EXERCISE REQUIREMENTS :: Locate every line in the entries below that contains the string "turquoise", matching case exactly, and copy each of those lines.

Pointing records ::
------------------------------

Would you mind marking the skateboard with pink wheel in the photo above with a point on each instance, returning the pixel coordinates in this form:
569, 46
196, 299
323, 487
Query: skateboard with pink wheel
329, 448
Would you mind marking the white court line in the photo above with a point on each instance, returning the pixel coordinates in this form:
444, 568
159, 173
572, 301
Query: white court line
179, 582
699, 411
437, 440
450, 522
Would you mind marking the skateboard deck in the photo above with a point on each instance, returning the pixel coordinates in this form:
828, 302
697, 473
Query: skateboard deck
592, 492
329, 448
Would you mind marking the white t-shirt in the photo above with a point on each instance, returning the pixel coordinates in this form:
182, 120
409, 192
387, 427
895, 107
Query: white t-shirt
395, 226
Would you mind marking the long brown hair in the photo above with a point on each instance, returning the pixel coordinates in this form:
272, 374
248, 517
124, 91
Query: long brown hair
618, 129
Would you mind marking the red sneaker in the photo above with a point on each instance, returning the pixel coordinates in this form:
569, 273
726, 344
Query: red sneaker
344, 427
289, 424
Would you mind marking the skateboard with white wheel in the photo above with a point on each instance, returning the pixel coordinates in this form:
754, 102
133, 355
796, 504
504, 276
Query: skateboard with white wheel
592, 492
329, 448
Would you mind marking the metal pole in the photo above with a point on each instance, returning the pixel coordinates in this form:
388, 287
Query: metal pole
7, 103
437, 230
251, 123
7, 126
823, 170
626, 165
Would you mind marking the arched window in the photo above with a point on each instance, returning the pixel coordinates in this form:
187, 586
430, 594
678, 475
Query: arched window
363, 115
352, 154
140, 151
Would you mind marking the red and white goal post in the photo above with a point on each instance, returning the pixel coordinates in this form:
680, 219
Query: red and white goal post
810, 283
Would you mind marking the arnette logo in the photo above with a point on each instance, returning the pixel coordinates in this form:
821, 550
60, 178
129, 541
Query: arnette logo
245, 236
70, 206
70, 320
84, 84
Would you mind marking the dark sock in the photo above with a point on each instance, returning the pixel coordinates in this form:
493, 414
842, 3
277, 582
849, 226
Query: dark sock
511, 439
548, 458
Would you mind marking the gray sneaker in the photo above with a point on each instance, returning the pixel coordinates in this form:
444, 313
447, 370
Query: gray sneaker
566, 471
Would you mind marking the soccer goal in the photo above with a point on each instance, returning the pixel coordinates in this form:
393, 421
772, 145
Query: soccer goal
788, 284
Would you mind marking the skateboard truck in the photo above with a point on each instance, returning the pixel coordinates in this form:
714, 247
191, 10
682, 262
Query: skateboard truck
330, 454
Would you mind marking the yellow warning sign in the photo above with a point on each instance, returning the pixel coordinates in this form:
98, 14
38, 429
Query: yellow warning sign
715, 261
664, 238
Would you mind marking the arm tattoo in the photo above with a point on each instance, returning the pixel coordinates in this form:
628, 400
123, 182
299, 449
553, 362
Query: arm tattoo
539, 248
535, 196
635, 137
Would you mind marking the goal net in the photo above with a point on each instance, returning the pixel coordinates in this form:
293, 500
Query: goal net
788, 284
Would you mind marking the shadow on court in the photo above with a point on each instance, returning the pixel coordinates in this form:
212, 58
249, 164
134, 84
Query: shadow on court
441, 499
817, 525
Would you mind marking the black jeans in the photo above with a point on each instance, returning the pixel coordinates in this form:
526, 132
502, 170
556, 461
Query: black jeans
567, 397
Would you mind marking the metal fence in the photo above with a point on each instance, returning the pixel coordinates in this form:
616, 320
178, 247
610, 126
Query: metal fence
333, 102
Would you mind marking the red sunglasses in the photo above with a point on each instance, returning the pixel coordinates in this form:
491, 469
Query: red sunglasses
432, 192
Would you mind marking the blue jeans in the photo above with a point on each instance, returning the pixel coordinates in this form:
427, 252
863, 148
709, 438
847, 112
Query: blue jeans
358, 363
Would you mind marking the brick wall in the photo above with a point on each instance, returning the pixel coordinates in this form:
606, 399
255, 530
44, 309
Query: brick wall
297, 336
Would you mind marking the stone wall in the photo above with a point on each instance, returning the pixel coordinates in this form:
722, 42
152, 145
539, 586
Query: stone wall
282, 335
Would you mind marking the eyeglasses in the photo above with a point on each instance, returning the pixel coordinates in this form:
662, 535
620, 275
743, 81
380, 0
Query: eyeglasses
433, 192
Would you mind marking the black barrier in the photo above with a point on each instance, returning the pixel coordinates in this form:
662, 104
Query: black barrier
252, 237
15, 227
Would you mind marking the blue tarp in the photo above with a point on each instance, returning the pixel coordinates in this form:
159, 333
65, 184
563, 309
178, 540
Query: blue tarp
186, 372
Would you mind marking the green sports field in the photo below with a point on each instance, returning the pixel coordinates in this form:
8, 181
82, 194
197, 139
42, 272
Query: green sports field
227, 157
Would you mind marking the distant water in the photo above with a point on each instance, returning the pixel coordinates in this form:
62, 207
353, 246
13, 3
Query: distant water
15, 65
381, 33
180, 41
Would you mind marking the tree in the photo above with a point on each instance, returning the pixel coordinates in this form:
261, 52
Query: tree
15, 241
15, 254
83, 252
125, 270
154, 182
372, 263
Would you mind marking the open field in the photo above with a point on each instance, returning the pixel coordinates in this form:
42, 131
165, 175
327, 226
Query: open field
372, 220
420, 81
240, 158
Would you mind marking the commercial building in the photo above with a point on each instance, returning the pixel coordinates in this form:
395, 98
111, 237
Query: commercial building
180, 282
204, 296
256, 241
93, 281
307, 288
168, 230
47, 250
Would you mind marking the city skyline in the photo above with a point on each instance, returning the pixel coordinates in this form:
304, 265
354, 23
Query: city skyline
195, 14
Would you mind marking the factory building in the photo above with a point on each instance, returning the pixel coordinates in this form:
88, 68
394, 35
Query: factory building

------------------------------

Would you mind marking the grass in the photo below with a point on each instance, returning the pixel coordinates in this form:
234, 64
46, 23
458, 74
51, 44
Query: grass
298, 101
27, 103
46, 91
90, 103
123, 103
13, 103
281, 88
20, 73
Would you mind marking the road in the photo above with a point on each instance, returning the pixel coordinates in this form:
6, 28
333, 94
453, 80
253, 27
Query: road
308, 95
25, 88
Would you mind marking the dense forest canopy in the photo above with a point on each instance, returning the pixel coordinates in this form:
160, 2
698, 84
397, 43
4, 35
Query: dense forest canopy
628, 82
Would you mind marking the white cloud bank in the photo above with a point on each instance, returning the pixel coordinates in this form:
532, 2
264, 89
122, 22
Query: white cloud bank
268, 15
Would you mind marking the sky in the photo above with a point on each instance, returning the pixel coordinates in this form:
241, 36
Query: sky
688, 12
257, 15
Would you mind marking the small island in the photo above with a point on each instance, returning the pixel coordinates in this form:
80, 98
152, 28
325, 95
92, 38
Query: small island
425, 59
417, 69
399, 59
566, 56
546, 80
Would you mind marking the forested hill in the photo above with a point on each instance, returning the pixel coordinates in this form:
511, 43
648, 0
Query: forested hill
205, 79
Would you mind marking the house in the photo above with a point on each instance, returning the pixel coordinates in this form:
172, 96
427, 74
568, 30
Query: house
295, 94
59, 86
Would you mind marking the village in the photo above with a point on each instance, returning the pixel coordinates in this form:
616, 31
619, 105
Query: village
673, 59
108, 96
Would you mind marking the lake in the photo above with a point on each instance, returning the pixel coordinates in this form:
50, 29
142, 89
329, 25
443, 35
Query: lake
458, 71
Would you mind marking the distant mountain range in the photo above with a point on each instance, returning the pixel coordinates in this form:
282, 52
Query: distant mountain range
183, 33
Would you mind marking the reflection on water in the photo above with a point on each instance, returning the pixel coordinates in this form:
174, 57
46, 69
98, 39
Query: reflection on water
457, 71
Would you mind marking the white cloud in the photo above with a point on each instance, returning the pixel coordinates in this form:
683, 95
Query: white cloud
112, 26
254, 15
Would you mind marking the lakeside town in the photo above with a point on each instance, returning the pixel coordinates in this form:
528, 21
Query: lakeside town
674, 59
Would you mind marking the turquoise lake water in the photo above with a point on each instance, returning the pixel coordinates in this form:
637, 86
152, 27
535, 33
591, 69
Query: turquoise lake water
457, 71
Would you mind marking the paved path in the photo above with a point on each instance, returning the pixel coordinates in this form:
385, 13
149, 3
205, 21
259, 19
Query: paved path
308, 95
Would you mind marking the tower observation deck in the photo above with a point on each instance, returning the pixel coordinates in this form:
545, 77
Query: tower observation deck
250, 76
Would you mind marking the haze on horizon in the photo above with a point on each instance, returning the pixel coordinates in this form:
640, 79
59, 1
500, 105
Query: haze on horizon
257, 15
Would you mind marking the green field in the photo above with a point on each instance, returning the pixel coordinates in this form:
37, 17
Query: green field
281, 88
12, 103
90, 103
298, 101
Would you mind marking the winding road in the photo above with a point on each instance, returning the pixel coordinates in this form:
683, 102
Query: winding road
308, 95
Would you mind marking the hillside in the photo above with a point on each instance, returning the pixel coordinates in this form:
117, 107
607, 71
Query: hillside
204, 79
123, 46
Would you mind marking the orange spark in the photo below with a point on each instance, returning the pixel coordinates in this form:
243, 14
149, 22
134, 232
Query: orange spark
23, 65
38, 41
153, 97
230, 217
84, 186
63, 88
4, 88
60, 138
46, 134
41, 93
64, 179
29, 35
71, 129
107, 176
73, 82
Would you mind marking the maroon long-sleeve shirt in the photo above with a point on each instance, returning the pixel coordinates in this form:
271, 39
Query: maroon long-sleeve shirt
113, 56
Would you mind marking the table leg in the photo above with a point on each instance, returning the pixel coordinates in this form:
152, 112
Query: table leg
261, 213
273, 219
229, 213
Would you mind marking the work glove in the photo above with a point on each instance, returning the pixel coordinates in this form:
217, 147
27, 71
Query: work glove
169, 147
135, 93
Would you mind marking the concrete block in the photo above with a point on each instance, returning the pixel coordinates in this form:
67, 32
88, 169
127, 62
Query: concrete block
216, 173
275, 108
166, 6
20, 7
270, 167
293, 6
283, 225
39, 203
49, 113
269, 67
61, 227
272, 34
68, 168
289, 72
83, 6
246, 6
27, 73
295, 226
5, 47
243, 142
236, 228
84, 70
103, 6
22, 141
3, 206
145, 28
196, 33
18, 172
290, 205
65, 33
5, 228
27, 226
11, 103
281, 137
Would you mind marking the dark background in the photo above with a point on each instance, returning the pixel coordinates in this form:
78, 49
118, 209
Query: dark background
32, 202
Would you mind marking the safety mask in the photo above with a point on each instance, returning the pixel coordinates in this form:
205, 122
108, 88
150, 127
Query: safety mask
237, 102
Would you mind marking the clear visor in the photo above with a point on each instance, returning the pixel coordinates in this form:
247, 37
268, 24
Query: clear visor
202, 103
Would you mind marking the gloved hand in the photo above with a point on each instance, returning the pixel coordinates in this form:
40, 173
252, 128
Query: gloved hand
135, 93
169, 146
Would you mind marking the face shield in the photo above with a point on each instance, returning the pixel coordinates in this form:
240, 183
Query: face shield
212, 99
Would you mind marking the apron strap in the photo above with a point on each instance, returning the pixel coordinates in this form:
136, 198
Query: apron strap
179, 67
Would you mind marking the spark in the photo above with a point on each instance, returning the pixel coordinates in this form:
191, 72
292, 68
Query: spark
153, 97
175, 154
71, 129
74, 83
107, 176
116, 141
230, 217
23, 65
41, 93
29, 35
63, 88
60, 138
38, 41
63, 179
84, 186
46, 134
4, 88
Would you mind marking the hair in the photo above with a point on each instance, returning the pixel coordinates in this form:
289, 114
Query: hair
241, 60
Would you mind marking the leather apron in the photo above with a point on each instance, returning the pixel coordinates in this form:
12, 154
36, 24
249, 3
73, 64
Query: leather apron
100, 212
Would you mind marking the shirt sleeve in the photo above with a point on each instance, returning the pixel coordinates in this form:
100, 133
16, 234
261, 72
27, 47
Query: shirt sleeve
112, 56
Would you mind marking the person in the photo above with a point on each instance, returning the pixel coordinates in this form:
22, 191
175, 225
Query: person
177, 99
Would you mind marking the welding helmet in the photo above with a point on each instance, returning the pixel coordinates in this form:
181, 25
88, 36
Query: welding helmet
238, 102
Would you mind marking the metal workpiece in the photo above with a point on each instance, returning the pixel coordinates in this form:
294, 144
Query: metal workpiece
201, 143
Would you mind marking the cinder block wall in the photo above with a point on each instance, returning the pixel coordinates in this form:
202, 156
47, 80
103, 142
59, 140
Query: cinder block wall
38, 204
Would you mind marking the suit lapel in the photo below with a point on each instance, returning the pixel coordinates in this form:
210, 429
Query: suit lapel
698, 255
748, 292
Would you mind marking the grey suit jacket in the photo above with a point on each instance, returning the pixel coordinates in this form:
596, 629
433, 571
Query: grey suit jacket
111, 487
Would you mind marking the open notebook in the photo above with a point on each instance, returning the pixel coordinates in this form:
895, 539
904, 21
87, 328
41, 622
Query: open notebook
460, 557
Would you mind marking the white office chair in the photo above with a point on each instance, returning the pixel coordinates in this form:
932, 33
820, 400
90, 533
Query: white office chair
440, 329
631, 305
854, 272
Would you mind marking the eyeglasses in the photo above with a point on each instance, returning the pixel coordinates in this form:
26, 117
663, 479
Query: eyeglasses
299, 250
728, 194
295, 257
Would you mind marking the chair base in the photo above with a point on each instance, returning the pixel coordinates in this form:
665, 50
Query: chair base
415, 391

------------------------------

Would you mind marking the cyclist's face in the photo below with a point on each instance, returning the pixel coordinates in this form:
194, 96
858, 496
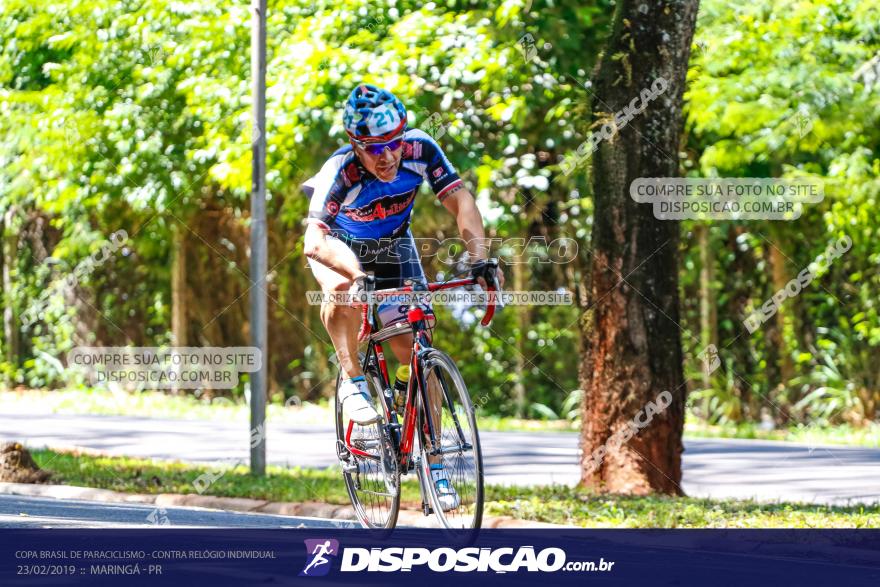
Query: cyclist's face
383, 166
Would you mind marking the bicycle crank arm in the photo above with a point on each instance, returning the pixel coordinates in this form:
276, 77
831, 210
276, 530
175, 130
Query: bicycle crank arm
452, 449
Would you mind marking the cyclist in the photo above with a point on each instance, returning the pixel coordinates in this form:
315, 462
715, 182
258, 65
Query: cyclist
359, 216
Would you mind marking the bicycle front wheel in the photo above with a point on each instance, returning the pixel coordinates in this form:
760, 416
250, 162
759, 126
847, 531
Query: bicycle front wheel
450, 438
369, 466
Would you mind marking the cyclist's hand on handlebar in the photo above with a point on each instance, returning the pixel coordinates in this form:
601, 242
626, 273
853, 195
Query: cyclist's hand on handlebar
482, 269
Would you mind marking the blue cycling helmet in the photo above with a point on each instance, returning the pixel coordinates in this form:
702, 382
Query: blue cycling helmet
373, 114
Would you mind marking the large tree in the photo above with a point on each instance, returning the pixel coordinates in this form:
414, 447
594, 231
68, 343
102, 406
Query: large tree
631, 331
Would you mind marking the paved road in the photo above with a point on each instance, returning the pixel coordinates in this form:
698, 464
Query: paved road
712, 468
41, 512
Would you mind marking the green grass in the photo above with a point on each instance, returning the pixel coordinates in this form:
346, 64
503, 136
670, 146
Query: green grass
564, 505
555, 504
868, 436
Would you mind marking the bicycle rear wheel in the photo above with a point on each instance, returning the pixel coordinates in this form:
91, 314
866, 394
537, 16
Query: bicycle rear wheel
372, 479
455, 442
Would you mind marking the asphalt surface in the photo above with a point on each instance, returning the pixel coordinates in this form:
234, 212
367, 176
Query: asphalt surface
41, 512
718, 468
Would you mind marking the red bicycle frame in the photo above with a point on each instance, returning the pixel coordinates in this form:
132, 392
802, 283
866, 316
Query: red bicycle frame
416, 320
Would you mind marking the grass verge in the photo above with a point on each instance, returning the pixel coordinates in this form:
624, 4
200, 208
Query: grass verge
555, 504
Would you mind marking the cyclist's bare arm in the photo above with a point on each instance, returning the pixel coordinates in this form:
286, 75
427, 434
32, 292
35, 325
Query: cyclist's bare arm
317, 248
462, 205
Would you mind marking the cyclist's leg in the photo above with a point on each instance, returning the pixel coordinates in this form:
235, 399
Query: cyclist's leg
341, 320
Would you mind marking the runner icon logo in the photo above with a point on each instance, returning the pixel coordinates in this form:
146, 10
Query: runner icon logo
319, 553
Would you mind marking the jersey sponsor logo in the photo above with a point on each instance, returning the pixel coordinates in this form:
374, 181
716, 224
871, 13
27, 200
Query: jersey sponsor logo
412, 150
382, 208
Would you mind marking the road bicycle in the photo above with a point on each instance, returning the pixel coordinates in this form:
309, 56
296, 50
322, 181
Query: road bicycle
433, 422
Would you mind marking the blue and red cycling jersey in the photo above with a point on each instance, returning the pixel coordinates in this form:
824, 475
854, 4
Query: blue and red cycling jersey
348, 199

------------------------------

WRITTEN SOLUTION ::
Would you mind marking the turquoise lake water in the photo above with a point on each instance, returning the pixel coordinates in this form:
Query: turquoise lake water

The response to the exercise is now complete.